## EXERCISE DESCRIPTION
Transcribe the records in full, keeping every character as it is.

** START ROWS **

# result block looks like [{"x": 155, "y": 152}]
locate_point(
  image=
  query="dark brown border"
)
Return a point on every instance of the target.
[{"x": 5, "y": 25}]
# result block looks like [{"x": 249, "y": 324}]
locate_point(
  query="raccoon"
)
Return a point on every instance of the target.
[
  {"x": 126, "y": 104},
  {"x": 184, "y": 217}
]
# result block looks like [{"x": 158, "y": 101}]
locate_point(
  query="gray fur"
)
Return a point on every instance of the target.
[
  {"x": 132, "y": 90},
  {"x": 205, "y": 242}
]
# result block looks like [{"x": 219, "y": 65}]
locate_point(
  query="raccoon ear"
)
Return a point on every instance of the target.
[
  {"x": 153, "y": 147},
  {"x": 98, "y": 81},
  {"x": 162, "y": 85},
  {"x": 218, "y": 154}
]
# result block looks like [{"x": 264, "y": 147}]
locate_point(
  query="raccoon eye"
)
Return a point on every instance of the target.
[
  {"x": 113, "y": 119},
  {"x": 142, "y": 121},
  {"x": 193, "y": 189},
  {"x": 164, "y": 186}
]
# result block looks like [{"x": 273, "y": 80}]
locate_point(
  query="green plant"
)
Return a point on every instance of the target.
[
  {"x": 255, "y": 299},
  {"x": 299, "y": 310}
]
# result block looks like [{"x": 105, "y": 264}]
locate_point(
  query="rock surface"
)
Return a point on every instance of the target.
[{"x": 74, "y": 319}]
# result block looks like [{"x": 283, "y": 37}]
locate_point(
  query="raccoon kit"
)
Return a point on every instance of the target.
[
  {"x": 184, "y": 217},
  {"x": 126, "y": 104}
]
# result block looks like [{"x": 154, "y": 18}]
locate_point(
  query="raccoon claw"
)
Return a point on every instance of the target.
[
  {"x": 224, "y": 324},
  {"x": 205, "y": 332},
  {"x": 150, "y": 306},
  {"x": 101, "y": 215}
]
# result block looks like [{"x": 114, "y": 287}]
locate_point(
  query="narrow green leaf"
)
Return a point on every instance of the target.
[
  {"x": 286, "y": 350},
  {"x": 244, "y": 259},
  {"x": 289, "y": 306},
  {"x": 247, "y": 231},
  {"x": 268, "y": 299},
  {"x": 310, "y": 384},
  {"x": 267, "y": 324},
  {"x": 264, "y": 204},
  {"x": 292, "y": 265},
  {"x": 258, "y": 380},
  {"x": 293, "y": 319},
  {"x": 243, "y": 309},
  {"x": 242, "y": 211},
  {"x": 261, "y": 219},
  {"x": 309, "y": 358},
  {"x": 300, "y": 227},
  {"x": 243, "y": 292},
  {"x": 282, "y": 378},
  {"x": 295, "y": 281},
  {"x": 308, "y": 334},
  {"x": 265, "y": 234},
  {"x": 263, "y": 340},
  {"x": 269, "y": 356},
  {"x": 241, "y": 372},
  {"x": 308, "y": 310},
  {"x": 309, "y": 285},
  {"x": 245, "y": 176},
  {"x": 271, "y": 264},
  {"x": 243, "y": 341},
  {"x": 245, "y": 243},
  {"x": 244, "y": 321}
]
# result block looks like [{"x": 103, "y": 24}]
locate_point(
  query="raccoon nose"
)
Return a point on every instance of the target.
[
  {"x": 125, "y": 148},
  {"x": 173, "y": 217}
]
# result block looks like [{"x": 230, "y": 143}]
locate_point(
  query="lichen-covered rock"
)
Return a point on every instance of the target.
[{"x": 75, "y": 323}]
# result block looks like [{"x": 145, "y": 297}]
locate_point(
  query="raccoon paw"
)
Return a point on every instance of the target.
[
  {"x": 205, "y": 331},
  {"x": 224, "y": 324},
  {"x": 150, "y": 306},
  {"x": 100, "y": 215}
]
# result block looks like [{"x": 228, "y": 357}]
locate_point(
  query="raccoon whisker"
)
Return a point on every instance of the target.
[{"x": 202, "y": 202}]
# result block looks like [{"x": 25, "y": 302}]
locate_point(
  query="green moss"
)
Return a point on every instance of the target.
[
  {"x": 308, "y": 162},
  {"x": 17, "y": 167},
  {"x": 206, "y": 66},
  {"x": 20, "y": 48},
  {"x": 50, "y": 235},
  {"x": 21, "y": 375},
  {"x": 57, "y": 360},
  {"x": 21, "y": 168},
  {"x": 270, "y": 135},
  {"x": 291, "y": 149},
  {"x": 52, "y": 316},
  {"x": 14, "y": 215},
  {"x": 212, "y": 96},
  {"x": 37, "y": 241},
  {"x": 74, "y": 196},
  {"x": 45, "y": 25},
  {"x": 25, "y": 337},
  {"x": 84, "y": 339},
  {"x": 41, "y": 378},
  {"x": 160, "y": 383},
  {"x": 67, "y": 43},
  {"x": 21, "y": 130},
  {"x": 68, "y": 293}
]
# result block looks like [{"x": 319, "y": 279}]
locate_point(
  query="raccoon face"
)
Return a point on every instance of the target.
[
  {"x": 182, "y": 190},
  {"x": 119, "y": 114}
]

** END ROWS **

## EXERCISE SOLUTION
# result block looks like [{"x": 155, "y": 152}]
locate_point(
  image=
  query="dark brown border"
)
Return a point on every instance of the target.
[{"x": 5, "y": 25}]
# result block looks like [{"x": 249, "y": 324}]
locate_point(
  query="raccoon"
)
Return a point on every instance of the target.
[
  {"x": 126, "y": 104},
  {"x": 184, "y": 217}
]
# result block looks like [{"x": 158, "y": 101}]
locate_point(
  query="gray fur"
)
Return a point on every instance of the target.
[
  {"x": 132, "y": 90},
  {"x": 205, "y": 242}
]
# result block looks like [{"x": 219, "y": 65}]
locate_point(
  query="raccoon ear"
)
Return a point on every instance of the target.
[
  {"x": 153, "y": 147},
  {"x": 98, "y": 81},
  {"x": 162, "y": 85},
  {"x": 218, "y": 154}
]
# result block looks like [{"x": 264, "y": 147}]
locate_point(
  query="raccoon eye"
)
Return a point on every instance of the target.
[
  {"x": 113, "y": 119},
  {"x": 142, "y": 121},
  {"x": 193, "y": 189},
  {"x": 164, "y": 186}
]
# result block looks like [{"x": 273, "y": 80}]
locate_point(
  query="green plant"
)
Return a point on every instance of the target.
[
  {"x": 255, "y": 299},
  {"x": 299, "y": 310}
]
# result block looks like [{"x": 105, "y": 264}]
locate_point(
  query="rock surface"
)
Return a point on every instance of the target.
[{"x": 74, "y": 319}]
# result block looks like [{"x": 283, "y": 37}]
locate_point(
  query="raccoon kit"
)
Return a point on every instance of the target.
[
  {"x": 184, "y": 217},
  {"x": 126, "y": 104}
]
# result block looks like [{"x": 154, "y": 18}]
locate_point(
  query="raccoon claw"
)
Return a point on every instance of the target.
[
  {"x": 224, "y": 324},
  {"x": 205, "y": 332},
  {"x": 150, "y": 306},
  {"x": 101, "y": 215}
]
# result block looks like [{"x": 114, "y": 287}]
locate_point(
  query="narrow green leaf"
)
Return a point on every instance of the target.
[
  {"x": 286, "y": 350},
  {"x": 244, "y": 259},
  {"x": 289, "y": 306},
  {"x": 247, "y": 231},
  {"x": 268, "y": 299},
  {"x": 310, "y": 384},
  {"x": 267, "y": 324},
  {"x": 264, "y": 204},
  {"x": 292, "y": 265},
  {"x": 258, "y": 380},
  {"x": 293, "y": 319},
  {"x": 243, "y": 309},
  {"x": 242, "y": 211},
  {"x": 261, "y": 219},
  {"x": 309, "y": 358},
  {"x": 300, "y": 227},
  {"x": 243, "y": 292},
  {"x": 282, "y": 378},
  {"x": 295, "y": 281},
  {"x": 308, "y": 334},
  {"x": 265, "y": 234},
  {"x": 263, "y": 340},
  {"x": 269, "y": 356},
  {"x": 241, "y": 372},
  {"x": 308, "y": 310},
  {"x": 309, "y": 285},
  {"x": 245, "y": 176},
  {"x": 271, "y": 264},
  {"x": 243, "y": 341},
  {"x": 245, "y": 243},
  {"x": 244, "y": 321}
]
# result block looks like [{"x": 103, "y": 24}]
locate_point(
  query="raccoon nose"
)
Return a point on every instance of the target.
[
  {"x": 125, "y": 148},
  {"x": 173, "y": 217}
]
# result block looks like [{"x": 230, "y": 143}]
locate_point(
  query="lichen-covered rock"
)
Return a point on every instance of the target.
[{"x": 75, "y": 323}]
# result block looks like [{"x": 145, "y": 297}]
locate_point(
  query="raccoon paw"
)
Return a point on every instance of the target.
[
  {"x": 205, "y": 331},
  {"x": 224, "y": 324},
  {"x": 150, "y": 306},
  {"x": 100, "y": 215}
]
# result block looks like [{"x": 228, "y": 357}]
locate_point(
  query="raccoon whisker"
)
Return a point on every instance of the target.
[{"x": 202, "y": 202}]
# result block looks like [{"x": 25, "y": 302}]
locate_point(
  query="green moss"
)
Return a point on every instance of the target.
[
  {"x": 308, "y": 162},
  {"x": 17, "y": 167},
  {"x": 206, "y": 66},
  {"x": 20, "y": 48},
  {"x": 50, "y": 235},
  {"x": 21, "y": 375},
  {"x": 57, "y": 360},
  {"x": 21, "y": 168},
  {"x": 270, "y": 135},
  {"x": 291, "y": 149},
  {"x": 52, "y": 316},
  {"x": 14, "y": 215},
  {"x": 212, "y": 96},
  {"x": 37, "y": 241},
  {"x": 74, "y": 196},
  {"x": 45, "y": 25},
  {"x": 25, "y": 337},
  {"x": 84, "y": 339},
  {"x": 41, "y": 378},
  {"x": 160, "y": 383},
  {"x": 67, "y": 43},
  {"x": 21, "y": 130},
  {"x": 68, "y": 293}
]
# result block looks like [{"x": 319, "y": 279}]
locate_point(
  query="raccoon face"
)
Return a point on every instance of the target.
[
  {"x": 182, "y": 190},
  {"x": 119, "y": 114}
]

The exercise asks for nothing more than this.